**Task instructions**
All the data should come back exactly as it was given.

════

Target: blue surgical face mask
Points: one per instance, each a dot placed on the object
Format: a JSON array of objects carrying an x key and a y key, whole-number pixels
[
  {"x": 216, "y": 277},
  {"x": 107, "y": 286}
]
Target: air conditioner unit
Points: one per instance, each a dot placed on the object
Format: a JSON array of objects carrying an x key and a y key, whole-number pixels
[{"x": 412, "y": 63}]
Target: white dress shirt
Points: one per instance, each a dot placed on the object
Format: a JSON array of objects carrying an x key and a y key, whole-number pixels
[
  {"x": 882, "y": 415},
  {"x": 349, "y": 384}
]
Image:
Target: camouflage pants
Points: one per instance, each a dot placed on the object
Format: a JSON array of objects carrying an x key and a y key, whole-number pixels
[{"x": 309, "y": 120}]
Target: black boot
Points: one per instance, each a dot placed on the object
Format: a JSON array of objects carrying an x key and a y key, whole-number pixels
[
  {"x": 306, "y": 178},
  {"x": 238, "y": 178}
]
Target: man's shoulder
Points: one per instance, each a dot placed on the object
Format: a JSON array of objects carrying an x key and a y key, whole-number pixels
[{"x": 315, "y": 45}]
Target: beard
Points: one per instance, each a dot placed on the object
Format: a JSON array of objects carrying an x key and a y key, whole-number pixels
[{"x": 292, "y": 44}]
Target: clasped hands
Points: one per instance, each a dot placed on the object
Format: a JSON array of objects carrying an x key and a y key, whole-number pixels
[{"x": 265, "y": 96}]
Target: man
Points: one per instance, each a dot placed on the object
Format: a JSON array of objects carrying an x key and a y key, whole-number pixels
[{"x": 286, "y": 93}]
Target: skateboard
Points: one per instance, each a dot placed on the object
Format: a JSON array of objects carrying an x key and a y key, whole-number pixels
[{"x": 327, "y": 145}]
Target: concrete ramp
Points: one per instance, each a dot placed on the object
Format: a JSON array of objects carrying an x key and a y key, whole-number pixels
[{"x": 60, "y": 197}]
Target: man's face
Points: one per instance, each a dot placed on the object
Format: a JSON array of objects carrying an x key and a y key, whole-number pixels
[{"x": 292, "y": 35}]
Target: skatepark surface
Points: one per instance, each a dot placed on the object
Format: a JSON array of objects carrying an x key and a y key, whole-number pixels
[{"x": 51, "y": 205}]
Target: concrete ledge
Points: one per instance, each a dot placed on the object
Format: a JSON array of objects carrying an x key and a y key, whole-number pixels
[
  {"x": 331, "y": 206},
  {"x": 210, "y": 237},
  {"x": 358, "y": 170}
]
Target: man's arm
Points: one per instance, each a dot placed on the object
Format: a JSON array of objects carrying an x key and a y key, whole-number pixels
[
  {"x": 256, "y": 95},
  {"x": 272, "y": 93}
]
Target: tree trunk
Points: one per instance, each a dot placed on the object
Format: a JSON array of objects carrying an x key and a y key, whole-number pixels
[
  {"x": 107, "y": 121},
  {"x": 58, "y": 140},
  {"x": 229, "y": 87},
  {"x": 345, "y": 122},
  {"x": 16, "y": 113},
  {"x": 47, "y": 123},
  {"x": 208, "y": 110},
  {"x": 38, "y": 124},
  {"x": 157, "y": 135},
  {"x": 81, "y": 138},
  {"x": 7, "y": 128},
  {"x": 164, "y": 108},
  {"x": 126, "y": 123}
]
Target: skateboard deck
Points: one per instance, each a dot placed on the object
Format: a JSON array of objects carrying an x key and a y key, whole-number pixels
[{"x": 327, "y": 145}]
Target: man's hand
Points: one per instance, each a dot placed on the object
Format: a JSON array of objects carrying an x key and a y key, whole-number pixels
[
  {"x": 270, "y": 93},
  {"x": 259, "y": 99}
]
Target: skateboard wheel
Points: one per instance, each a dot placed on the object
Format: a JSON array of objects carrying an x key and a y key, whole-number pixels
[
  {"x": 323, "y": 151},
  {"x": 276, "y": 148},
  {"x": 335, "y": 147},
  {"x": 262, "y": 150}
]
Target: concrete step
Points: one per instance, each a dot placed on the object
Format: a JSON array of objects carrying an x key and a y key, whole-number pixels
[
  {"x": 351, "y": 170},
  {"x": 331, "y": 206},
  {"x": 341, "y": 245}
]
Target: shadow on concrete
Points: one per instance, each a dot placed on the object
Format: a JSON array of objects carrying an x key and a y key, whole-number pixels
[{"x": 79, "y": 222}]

════

**Output of the task**
Target: blue surgical face mask
Points: one per instance, each a dot placed on the object
Format: a JSON array of objects carrying an x key and a y key, whole-number pixels
[
  {"x": 216, "y": 277},
  {"x": 107, "y": 286}
]
Target: air conditioner unit
Points: one per instance, each a dot placed on the object
Format: a JSON array of objects carrying an x key and a y key, whole-number pixels
[{"x": 412, "y": 63}]
Target: white dress shirt
Points: one per instance, each a dot placed on the object
Format: a JSON array of objects carrying an x key and a y key, whole-number pixels
[
  {"x": 882, "y": 415},
  {"x": 349, "y": 384}
]
Image:
Target: camouflage pants
Points: one per instance, each a dot placed on the object
Format: a JSON array of objects carrying an x key and a y key, whole-number pixels
[{"x": 309, "y": 120}]
Target: black boot
Points: one per instance, each a dot placed on the object
Format: a JSON array of objects carrying an x key and a y key, whole-number pixels
[
  {"x": 306, "y": 178},
  {"x": 238, "y": 178}
]
Target: man's shoulder
Points: one per instance, each a dot placed on the object
Format: a JSON array of objects carrying an x key and a y key, whole-number pixels
[{"x": 315, "y": 45}]
Target: beard
Points: one per instance, each a dot placed on the object
Format: a JSON array of objects carrying an x key and a y key, whole-number pixels
[{"x": 292, "y": 44}]
Target: clasped hands
Points: one per instance, each a dot placed on the object
Format: a JSON array of objects carrying an x key and a y key, whole-number pixels
[{"x": 265, "y": 96}]
Target: man
Points: one per instance, each a dot placed on the object
Format: a JSON array of objects carrying an x key and a y key, whole-number pixels
[{"x": 286, "y": 93}]
Target: skateboard
Points: one per instance, each a dot placed on the object
Format: a JSON array of objects carrying an x key and a y key, whole-number pixels
[{"x": 327, "y": 145}]
Target: concrete ramp
Points: one per instance, each a dot placed on the object
Format: a JSON array of objects carrying an x key and a y key, whole-number pixels
[{"x": 60, "y": 197}]
Target: man's face
Points: one per instance, each a dot placed on the object
Format: a JSON array of objects carrying an x key and a y key, whole-number pixels
[{"x": 292, "y": 35}]
Target: skatepark surface
Points: one per instance, each a dot placed on the object
Format: a JSON array of objects carrying an x key and a y key, whole-number pixels
[{"x": 51, "y": 205}]
Target: concrete ledge
Points: one per instance, each a dot placed on the object
Format: a JSON array of objects carrying an x key and a y key, whole-number pixels
[
  {"x": 331, "y": 206},
  {"x": 210, "y": 237},
  {"x": 358, "y": 170}
]
Target: man's arm
Points: one per instance, each a dot placed on the object
Format: a JSON array of objects carrying an x key and a y key, whole-number pixels
[
  {"x": 256, "y": 95},
  {"x": 272, "y": 93}
]
Target: tree trunk
Points: one per instance, each a dot placed on the object
Format: a JSON array of objects carrying an x key and a y key, whole-number pixels
[
  {"x": 107, "y": 121},
  {"x": 58, "y": 140},
  {"x": 229, "y": 87},
  {"x": 345, "y": 122},
  {"x": 16, "y": 113},
  {"x": 47, "y": 123},
  {"x": 208, "y": 110},
  {"x": 38, "y": 124},
  {"x": 157, "y": 135},
  {"x": 81, "y": 138},
  {"x": 7, "y": 128},
  {"x": 164, "y": 108},
  {"x": 126, "y": 123}
]
Target: skateboard deck
Points: one per instance, each a dot placed on the object
Format: a JSON array of objects carrying an x key and a y key, whole-number pixels
[{"x": 327, "y": 145}]
Target: man's hand
Points: one per instance, each a dot placed on the object
Format: a JSON array of objects carrying an x key and a y key, whole-number pixels
[
  {"x": 270, "y": 93},
  {"x": 259, "y": 99}
]
Target: skateboard wheel
Points: one per instance, each a dot placed on the object
Format: a JSON array of objects carrying an x key and a y key, whole-number pixels
[
  {"x": 323, "y": 151},
  {"x": 276, "y": 148},
  {"x": 335, "y": 147},
  {"x": 262, "y": 150}
]
Target: concrete step
Points: one per instance, each a dot placed on the object
Format: a JSON array of objects carrying an x key and a y key, whole-number pixels
[
  {"x": 351, "y": 170},
  {"x": 331, "y": 206},
  {"x": 341, "y": 245}
]
Target: shadow on concrete
Points: one per instance, each a dot placed on the object
Format: a JSON array of objects carrying an x key and a y key, whole-number pixels
[{"x": 79, "y": 222}]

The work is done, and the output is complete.